PAGE:
++++++

By Dominic Collard, writer at Grow Wire

In short:

  • In 2015, investment research guru Mike Carrodus harnessed years of entrepreneurial inklings to launch his financial services firm, Substantive Research (opens in new tab).

  • The company considered recent European legislation and input from early clients to hit initial success.

  • Thanks to the bumps along the way, Carrodus has insights to offer on hiring at a startup, balancing founder life with relationships and knowing when to take risks.

Mike Carrodus remembers the exact moment his entrepreneurial fire was lit. It was 1998, the dotcom bubble was in full swing, and he was a young twentysomething living in Hong Kong.

“I saw this woman; she was standing on a street corner selling what I thought were magazines from a cardboard box,” Carrodus said. “It turns out they were the prospectus for an IPO of a tech startup that was the hottest thing in the market that month. She had found the box, realized the worth of what was inside and decided to make herself some money. And I just thought, ‘There’s an example of real entrepreneurial spirit -- taking the opportunity!’

A chance meeting on the street sparked Mike Carrodus's entrepreneurial spirit.

It would be quite a few more years before Carrodus spotted “his” opportunity: a new piece of regulation that the European Union was developing to govern the way financial institutions buy and sell research. What is known as MiFID II (opens in new tab) (a revised version of the 2007 Markets in Financial Instruments Directive) came into force in January 2018. Three years earlier, Carrodus had predicted the regulation’s impact: increased transparency and value in the financial research market. He founded London-based Substantive Research accordingly, in early 2015.

Now, just four years later, the data platform that is the cornerstone of the business serves 60 of the largest asset and investment fund management firms in Europe. Carrodus expects that figure to double by 2020.

++++++

DATASET RECORDS:
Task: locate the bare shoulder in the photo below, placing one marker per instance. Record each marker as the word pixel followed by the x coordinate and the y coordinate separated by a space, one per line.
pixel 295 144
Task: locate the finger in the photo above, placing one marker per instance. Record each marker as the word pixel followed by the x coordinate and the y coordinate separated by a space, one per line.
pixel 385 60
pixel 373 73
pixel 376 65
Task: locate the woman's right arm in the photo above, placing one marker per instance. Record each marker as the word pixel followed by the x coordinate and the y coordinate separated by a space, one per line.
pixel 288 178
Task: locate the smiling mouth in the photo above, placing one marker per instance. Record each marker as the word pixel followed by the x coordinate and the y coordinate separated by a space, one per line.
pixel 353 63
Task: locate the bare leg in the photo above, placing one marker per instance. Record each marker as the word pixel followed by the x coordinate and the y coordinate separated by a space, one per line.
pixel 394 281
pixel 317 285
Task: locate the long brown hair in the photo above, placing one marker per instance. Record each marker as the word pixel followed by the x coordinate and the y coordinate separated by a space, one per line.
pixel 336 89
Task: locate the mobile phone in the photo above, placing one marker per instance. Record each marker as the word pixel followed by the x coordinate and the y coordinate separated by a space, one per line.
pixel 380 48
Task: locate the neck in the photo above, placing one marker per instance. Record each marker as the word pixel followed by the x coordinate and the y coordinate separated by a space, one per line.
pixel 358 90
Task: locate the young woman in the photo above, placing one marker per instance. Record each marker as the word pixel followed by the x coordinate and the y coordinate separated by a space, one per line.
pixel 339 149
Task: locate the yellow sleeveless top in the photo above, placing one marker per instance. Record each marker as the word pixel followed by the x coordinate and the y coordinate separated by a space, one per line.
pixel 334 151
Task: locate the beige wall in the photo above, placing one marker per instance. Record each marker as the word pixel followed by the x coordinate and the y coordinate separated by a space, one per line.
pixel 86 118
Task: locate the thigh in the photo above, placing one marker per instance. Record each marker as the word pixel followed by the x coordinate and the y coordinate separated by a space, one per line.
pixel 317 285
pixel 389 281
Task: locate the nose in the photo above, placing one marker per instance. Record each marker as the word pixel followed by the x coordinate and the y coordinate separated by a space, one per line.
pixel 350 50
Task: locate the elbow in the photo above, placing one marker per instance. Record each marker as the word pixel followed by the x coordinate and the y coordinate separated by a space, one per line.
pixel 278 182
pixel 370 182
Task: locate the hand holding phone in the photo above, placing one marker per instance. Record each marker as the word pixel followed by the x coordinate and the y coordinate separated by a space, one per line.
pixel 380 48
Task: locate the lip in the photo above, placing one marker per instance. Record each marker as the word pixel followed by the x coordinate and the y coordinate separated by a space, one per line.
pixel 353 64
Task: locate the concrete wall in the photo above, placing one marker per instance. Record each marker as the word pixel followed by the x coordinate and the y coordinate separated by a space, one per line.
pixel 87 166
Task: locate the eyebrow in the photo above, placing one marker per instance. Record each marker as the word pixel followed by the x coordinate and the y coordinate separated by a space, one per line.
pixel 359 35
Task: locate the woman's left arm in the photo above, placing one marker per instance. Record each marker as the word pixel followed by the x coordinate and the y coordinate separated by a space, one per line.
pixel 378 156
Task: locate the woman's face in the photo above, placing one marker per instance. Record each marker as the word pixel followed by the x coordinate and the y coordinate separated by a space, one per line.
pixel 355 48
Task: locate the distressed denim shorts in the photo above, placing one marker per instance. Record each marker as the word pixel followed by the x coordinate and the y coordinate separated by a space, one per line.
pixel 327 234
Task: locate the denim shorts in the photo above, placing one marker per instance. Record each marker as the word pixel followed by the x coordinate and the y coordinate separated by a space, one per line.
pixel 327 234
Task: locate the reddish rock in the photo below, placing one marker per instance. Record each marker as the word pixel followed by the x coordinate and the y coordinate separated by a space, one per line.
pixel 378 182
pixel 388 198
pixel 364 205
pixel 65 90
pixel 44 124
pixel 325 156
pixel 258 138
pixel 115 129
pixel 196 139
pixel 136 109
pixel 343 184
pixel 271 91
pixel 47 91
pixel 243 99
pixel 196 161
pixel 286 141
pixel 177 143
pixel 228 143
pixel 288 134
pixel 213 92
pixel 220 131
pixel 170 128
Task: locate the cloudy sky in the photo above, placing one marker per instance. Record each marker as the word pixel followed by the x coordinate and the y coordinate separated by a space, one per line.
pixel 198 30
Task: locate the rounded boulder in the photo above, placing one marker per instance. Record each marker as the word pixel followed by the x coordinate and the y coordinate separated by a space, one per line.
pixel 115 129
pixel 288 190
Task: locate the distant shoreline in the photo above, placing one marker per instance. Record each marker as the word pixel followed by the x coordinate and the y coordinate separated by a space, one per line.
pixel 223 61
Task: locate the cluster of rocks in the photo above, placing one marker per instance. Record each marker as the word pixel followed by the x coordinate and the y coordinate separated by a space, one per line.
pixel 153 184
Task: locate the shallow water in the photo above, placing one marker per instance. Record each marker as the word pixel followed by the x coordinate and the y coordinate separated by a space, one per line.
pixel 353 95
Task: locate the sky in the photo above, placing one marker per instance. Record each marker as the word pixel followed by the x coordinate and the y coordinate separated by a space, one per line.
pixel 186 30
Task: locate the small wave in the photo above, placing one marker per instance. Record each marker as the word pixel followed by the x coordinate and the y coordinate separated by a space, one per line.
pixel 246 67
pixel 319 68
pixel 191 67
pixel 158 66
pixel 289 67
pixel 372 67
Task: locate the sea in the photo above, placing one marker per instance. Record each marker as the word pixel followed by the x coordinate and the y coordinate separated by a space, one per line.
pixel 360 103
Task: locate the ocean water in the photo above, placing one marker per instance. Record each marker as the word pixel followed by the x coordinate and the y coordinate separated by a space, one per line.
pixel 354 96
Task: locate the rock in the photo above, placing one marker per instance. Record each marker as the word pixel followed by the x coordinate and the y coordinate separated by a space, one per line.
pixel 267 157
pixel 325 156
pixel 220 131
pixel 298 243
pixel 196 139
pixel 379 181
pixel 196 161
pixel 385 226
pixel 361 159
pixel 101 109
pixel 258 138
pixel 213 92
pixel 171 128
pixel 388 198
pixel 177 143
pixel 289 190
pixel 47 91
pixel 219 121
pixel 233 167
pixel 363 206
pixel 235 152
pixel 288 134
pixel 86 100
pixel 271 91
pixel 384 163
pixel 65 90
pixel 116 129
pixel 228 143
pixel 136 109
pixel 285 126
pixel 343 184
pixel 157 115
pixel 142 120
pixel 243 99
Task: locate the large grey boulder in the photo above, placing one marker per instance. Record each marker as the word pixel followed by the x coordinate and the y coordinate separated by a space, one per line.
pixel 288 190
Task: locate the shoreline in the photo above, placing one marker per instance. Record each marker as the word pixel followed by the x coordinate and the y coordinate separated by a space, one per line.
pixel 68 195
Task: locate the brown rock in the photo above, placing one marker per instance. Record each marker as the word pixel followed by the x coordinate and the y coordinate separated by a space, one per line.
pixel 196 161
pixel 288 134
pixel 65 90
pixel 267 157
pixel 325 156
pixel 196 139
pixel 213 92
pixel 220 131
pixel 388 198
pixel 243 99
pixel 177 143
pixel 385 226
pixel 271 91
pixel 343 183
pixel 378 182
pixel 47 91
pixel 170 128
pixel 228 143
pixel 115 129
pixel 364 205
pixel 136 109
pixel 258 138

++++++

EXERCISE INSTRUCTIONS:
(1) Reproduce the article on Substantive Research from "It would be" up to and including "in early 2015.".
(2) According to the article on Substantive Research, when did MiFID II come into force?
The entries come from a separate source, not from the article.

ANSWERS TO THE PROBLEMS:
(1)
It would be quite a few more years before Carrodus spotted “his” opportunity: a new piece of regulation that the European Union was developing to govern the way financial institutions buy and sell research. What is known as MiFID II (opens in new tab) (a revised version of the 2007 Markets in Financial Instruments Directive) came into force in January 2018. Three years earlier, Carrodus had predicted the regulation’s impact: increased transparency and value in the financial research market. He founded London-based Substantive Research accordingly, in early 2015.

(2) MiFID II came into force in January 2018.